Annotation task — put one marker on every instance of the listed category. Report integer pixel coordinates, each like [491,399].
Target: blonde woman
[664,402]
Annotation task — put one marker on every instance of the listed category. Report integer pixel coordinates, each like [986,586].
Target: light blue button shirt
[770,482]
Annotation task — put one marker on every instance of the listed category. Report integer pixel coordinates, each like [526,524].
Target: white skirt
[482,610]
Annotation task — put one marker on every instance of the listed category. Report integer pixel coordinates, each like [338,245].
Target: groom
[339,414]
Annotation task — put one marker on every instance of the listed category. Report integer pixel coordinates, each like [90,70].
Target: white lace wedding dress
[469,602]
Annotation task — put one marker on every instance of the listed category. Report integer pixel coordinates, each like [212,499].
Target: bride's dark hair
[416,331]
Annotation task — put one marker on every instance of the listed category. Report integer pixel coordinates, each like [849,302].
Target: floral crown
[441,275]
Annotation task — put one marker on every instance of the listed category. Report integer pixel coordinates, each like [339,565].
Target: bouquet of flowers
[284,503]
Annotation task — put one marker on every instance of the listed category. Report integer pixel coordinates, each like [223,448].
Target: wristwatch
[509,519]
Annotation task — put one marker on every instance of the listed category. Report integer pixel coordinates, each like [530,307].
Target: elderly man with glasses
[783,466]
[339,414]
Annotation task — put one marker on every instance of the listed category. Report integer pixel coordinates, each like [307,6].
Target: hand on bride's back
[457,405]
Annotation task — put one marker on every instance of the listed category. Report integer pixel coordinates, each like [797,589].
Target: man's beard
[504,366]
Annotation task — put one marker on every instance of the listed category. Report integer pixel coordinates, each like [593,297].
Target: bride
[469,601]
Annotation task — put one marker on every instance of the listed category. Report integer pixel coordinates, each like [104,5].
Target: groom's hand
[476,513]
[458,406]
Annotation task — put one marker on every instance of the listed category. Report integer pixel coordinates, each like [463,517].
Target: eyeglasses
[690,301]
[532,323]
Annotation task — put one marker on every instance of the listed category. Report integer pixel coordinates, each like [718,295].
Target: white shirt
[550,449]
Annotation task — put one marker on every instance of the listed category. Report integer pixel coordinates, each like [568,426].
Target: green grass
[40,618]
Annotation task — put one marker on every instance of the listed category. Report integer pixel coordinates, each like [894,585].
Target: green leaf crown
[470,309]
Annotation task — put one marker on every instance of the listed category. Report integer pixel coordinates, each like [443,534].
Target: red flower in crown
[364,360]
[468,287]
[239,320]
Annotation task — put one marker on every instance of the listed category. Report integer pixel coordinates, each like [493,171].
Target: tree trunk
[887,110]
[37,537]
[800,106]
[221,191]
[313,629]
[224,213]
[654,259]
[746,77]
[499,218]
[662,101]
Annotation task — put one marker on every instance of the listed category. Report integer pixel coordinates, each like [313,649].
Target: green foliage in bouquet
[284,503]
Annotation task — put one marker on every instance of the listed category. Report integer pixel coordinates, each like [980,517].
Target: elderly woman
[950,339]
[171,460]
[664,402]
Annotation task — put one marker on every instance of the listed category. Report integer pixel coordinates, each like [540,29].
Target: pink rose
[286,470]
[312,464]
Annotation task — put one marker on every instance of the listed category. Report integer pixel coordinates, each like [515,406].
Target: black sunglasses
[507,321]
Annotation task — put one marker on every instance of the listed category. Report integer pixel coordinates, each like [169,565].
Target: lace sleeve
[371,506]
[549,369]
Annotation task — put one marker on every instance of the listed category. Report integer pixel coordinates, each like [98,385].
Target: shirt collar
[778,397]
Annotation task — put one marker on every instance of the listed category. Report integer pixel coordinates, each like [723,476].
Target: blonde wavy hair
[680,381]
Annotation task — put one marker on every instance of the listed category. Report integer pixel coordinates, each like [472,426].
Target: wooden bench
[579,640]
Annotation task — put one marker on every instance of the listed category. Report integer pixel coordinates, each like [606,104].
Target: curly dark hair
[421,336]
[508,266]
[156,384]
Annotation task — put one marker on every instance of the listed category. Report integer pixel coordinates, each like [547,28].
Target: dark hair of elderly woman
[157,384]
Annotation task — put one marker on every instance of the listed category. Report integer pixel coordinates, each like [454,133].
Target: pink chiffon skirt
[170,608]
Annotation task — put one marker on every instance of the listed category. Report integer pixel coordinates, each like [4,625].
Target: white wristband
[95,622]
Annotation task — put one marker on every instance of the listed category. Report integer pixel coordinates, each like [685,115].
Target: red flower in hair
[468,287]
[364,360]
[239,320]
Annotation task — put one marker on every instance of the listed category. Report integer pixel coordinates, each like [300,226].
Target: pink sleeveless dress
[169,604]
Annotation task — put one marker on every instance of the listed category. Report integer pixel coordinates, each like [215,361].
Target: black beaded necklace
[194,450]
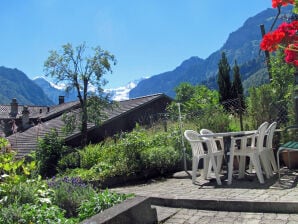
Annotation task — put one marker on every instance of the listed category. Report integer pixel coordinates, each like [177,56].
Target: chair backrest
[269,134]
[195,142]
[214,146]
[254,139]
[261,136]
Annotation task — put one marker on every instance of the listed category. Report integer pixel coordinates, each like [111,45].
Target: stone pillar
[13,108]
[296,97]
[25,117]
[61,99]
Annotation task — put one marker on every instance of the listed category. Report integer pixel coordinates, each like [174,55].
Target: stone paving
[177,200]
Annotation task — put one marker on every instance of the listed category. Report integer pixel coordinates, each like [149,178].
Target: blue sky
[147,37]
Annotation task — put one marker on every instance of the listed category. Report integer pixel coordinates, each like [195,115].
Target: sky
[147,37]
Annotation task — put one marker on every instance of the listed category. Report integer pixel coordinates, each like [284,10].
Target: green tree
[79,68]
[193,99]
[184,92]
[49,151]
[237,88]
[223,79]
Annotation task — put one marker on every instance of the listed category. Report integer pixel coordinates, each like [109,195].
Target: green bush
[69,193]
[69,161]
[89,156]
[160,158]
[99,202]
[49,151]
[213,118]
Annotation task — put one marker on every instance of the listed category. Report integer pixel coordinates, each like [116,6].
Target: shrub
[69,161]
[69,193]
[99,202]
[160,158]
[49,151]
[89,156]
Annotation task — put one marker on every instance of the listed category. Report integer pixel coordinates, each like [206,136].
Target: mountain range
[242,46]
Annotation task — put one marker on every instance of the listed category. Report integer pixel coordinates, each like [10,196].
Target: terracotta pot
[290,159]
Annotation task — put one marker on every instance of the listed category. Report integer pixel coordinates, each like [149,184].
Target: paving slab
[250,201]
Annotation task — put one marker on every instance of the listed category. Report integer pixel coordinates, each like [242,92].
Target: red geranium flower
[291,53]
[276,3]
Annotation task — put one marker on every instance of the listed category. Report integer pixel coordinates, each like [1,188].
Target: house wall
[143,115]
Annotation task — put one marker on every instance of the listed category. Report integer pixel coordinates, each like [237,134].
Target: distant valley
[242,45]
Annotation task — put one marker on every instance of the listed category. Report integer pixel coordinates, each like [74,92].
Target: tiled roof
[42,112]
[26,141]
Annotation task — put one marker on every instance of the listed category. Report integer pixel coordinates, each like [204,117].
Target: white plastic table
[227,140]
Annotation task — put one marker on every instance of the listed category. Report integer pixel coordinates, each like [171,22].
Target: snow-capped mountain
[122,93]
[53,91]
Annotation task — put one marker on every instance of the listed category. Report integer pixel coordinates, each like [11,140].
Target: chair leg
[230,169]
[272,160]
[215,170]
[265,164]
[278,165]
[194,169]
[242,164]
[257,164]
[206,165]
[219,163]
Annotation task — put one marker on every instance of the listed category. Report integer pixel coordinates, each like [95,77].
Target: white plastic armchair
[254,152]
[198,153]
[219,153]
[269,147]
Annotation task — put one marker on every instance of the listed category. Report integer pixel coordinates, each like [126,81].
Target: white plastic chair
[253,152]
[198,153]
[269,147]
[214,146]
[265,163]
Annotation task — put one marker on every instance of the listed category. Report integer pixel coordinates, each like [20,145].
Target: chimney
[61,99]
[25,117]
[13,108]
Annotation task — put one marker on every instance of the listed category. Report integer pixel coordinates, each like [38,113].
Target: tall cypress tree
[237,88]
[223,79]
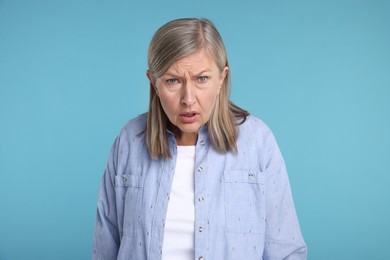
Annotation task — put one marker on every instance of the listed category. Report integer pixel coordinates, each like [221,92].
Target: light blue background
[73,72]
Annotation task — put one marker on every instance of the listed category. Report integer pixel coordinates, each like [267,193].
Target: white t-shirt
[179,223]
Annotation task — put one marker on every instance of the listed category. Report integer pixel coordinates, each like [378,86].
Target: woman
[196,177]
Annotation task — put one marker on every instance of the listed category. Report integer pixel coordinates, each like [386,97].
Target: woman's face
[188,91]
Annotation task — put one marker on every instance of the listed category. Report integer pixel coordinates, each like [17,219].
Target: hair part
[175,40]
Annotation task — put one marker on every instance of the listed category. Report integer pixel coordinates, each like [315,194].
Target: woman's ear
[224,73]
[152,81]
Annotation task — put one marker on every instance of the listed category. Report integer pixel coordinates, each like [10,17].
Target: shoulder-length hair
[175,40]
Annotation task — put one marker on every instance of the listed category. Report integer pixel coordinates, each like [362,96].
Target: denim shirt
[243,203]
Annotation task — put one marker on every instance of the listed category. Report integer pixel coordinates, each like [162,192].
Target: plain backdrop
[72,73]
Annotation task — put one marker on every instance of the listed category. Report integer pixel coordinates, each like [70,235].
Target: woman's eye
[172,81]
[202,79]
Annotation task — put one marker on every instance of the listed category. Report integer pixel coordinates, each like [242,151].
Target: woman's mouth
[188,117]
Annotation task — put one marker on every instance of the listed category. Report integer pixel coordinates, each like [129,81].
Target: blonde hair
[174,40]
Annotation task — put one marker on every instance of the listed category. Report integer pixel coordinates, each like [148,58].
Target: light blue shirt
[243,203]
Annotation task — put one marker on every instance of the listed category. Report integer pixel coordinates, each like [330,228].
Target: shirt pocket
[244,201]
[128,190]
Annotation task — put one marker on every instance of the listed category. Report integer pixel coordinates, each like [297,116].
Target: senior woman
[196,177]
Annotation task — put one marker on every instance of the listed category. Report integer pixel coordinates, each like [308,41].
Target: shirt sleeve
[106,239]
[283,237]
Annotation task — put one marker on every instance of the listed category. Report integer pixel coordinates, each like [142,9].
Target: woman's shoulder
[135,126]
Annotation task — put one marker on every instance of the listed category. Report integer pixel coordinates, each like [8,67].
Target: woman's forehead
[194,63]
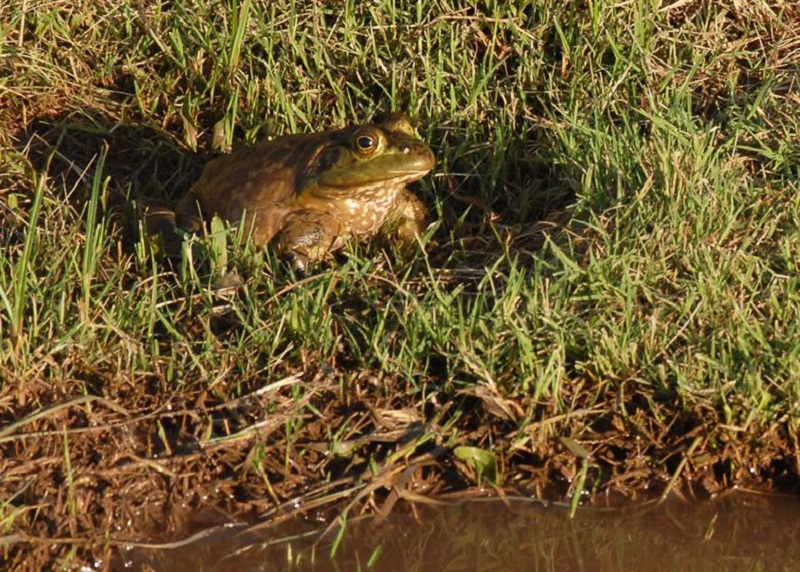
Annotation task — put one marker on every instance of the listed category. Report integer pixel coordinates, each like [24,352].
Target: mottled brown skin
[308,193]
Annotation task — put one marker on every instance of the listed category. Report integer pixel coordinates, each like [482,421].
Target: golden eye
[366,144]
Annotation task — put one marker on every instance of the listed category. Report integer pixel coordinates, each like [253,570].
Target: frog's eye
[366,144]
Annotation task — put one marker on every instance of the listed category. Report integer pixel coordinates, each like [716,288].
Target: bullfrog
[308,193]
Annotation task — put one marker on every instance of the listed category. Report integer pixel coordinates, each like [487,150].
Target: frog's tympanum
[308,193]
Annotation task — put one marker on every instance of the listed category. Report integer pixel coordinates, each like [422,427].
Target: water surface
[739,532]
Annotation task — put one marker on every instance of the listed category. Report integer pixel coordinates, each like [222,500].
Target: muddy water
[740,532]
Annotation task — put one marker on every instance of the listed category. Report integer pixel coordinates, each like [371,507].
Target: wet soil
[737,532]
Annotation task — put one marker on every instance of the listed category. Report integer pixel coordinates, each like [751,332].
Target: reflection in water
[740,532]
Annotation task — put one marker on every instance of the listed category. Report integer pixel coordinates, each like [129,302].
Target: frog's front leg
[308,235]
[408,221]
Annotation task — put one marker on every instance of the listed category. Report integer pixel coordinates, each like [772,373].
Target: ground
[604,309]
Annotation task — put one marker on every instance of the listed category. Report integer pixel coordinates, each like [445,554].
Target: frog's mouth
[380,171]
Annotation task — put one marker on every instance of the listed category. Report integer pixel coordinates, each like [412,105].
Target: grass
[608,298]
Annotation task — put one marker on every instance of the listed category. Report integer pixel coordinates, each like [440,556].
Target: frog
[307,194]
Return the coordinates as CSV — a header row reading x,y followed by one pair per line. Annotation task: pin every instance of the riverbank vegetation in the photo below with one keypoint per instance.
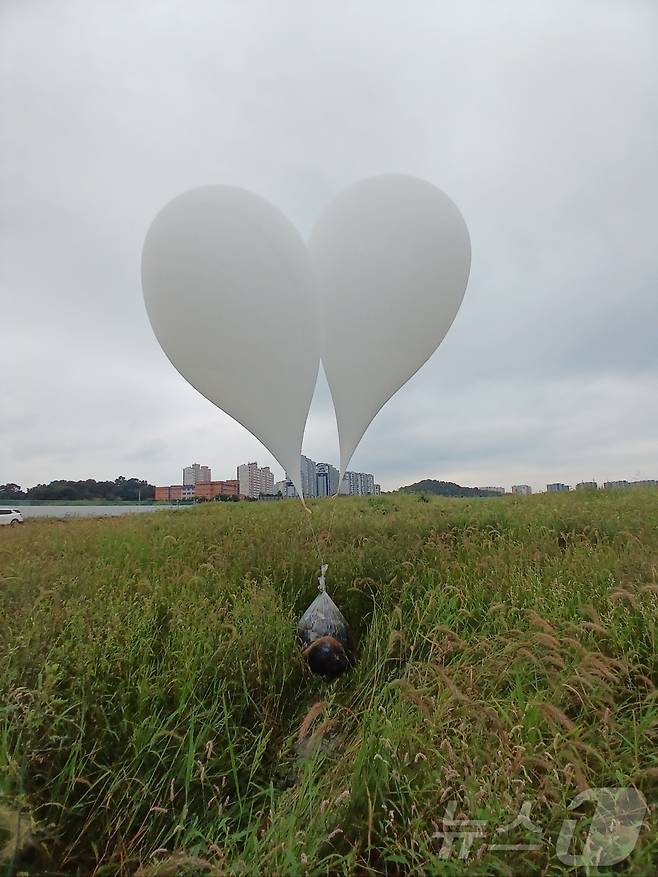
x,y
158,719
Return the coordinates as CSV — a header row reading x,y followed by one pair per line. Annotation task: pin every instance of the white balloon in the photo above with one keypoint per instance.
x,y
229,291
392,257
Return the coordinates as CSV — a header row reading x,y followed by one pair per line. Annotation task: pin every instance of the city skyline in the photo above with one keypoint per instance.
x,y
551,367
320,479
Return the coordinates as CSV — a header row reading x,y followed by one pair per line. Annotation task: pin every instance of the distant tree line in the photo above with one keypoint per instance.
x,y
444,488
121,489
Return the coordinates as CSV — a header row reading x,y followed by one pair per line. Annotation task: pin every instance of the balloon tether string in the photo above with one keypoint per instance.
x,y
322,586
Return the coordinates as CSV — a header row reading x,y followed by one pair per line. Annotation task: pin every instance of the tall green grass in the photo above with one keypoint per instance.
x,y
158,719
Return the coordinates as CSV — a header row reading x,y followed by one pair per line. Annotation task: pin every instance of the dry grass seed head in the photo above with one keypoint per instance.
x,y
316,710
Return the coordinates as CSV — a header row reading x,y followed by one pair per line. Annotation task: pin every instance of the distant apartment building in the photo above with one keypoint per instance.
x,y
249,480
266,481
308,477
195,474
327,479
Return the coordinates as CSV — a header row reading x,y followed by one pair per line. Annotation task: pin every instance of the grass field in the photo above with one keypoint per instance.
x,y
157,718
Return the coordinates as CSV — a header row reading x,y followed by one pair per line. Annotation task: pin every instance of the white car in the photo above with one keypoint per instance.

#### [Exercise]
Your answer should consist only of the lines above between the line holding "Target: house wall" and the line holding "each like [171,22].", inclusive, each transcribed exactly.

#### [Exercise result]
Target: house wall
[143,115]
Annotation task — put one marker on every instance of the listed category. Report integer pixel coordinates, each like [237,134].
Target: distant valley
[242,45]
Annotation task — put one marker on every instance of the listed category. Report integer pixel coordinates, each like [74,92].
Target: tiled roof
[42,112]
[26,141]
Annotation task — put one marker on every instance of the listed category. Report integer pixel coordinates, each like [204,117].
Target: white plastic table
[227,140]
Annotation task — put one marker on every instance of the listed category. Report integer pixel coordinates, each like [171,22].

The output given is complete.